▸ WHAT YOU ARE ASKED TO DO: Everything from the line containing "of the abstract" through the last line of the data below should be given again exactly, both end lines included and nothing more.

▸ DATASET ENTRIES:
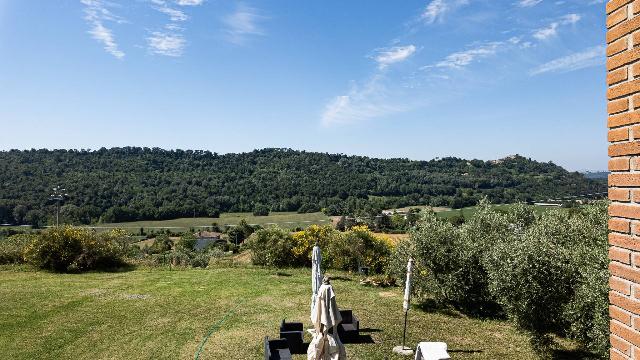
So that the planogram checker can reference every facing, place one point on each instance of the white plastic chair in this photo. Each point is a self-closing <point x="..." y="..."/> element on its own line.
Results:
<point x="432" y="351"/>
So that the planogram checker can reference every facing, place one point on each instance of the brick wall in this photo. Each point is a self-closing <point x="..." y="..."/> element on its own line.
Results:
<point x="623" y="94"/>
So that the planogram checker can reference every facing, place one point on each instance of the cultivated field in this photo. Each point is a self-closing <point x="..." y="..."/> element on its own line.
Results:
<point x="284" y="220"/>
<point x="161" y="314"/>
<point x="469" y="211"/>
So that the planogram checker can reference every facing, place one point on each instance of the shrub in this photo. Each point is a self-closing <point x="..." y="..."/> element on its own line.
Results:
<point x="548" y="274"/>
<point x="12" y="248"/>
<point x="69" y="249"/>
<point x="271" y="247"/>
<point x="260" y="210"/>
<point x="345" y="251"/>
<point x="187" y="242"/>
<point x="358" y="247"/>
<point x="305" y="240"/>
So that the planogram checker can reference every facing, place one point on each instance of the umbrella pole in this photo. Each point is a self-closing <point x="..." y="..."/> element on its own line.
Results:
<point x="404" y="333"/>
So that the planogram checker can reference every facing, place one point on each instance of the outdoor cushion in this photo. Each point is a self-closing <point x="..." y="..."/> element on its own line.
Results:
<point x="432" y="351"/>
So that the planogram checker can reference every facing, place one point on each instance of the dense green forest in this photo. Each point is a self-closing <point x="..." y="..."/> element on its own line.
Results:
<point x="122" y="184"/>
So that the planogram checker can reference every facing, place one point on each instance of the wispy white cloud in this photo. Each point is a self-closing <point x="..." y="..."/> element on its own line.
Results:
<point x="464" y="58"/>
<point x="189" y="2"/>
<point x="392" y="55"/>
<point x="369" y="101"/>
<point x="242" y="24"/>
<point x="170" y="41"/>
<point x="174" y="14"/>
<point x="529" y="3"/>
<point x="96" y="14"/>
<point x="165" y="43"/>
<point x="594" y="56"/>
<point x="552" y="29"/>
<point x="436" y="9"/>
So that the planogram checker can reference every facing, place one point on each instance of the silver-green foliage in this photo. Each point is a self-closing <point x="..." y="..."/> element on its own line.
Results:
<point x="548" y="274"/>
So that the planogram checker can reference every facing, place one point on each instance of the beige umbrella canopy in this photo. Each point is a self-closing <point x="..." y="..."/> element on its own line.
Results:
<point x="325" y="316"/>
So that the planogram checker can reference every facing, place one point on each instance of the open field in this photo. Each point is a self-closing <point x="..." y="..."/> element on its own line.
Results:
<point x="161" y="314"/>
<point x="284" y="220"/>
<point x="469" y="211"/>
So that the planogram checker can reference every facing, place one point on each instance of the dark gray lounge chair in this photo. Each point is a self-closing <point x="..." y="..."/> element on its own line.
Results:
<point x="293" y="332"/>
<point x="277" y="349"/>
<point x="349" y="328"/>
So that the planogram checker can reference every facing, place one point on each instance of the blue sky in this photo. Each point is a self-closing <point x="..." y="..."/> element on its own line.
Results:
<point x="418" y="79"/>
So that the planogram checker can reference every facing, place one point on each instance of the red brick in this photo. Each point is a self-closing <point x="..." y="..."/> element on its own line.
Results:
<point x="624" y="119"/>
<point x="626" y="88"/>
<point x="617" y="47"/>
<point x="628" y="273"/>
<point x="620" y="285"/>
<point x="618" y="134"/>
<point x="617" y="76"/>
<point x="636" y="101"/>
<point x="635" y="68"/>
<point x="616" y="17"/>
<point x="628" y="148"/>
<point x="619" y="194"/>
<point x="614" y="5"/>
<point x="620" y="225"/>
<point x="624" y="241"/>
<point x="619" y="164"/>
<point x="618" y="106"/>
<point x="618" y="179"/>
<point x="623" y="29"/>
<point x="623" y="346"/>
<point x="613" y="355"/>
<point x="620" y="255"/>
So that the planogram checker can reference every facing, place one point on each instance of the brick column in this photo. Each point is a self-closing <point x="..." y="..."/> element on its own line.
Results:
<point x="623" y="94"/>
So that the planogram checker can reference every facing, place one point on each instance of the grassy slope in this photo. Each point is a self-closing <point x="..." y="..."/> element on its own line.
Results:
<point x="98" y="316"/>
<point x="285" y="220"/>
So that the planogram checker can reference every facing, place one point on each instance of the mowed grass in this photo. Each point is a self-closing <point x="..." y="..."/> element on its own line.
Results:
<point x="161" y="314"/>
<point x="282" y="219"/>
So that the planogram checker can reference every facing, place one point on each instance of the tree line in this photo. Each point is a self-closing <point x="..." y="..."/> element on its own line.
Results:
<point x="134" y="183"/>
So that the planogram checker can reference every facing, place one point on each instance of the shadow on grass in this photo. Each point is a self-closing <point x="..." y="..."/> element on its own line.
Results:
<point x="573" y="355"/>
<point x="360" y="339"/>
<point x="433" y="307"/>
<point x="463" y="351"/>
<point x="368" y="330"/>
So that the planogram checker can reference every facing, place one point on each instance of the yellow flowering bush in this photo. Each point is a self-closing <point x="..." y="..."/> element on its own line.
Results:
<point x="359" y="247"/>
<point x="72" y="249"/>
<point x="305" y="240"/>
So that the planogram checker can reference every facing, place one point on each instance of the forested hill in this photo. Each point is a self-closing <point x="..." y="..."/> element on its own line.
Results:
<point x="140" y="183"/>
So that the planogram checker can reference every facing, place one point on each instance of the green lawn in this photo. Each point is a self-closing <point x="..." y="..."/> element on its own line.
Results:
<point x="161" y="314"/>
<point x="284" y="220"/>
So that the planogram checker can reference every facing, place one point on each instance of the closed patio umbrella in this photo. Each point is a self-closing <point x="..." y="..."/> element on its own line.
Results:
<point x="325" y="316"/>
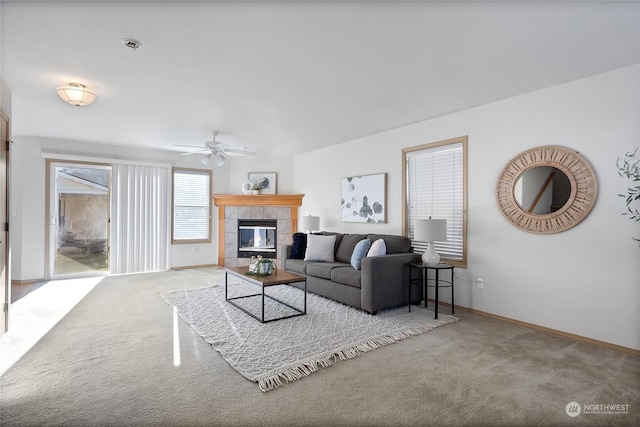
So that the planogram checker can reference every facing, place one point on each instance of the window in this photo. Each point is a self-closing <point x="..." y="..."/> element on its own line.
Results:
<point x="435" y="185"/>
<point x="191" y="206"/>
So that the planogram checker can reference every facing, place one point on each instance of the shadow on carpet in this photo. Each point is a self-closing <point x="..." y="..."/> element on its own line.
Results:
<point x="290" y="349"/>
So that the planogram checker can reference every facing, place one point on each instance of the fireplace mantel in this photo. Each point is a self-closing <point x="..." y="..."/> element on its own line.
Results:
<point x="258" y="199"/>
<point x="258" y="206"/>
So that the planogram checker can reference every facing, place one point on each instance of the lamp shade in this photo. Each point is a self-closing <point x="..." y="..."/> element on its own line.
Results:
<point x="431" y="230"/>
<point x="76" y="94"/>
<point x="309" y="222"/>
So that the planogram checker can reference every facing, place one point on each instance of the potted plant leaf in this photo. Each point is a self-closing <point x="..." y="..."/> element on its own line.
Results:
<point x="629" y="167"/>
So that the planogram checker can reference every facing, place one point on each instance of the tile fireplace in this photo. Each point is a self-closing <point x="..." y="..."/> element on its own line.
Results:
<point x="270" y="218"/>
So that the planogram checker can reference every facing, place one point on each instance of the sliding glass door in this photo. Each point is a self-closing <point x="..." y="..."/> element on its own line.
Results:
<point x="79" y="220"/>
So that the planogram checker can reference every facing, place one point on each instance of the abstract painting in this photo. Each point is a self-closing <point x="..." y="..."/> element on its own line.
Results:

▸ RESULT OF THIS EXERCISE:
So that the planogram checker can reference every facing, place one point on each instance of the abstract painting in this photo. Each point is a self-closing <point x="..." y="..."/> element on its own line.
Results:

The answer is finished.